> Task to complete
Within the entries that follow, show each line where the word "every" occurs.

(Exercise data)

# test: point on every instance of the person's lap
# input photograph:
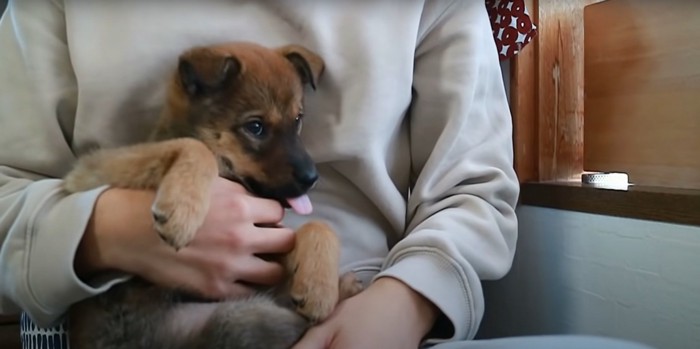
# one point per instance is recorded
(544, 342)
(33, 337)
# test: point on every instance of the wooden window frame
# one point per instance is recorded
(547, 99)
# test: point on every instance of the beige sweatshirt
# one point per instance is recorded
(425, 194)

(End Exercise data)
(Exercise data)

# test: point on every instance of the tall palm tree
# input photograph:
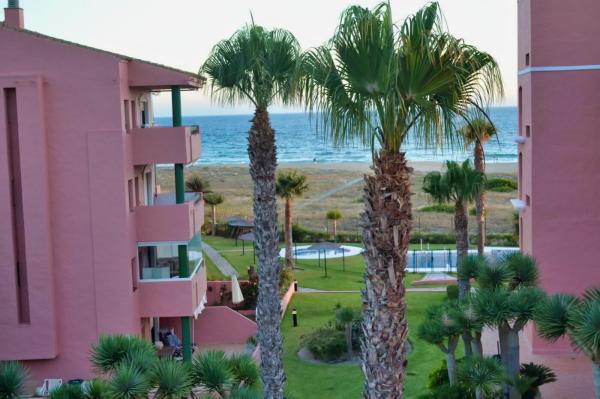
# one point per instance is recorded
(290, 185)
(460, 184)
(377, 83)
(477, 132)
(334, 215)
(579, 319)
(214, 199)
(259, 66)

(End Exercise data)

> Reply to the task
# test: point on every instance of the person's lap
# test: point on every instance of the wooden window frame
# test: point on every instance of the beige sweatshirt
# test: point on every instance of the tall palm tree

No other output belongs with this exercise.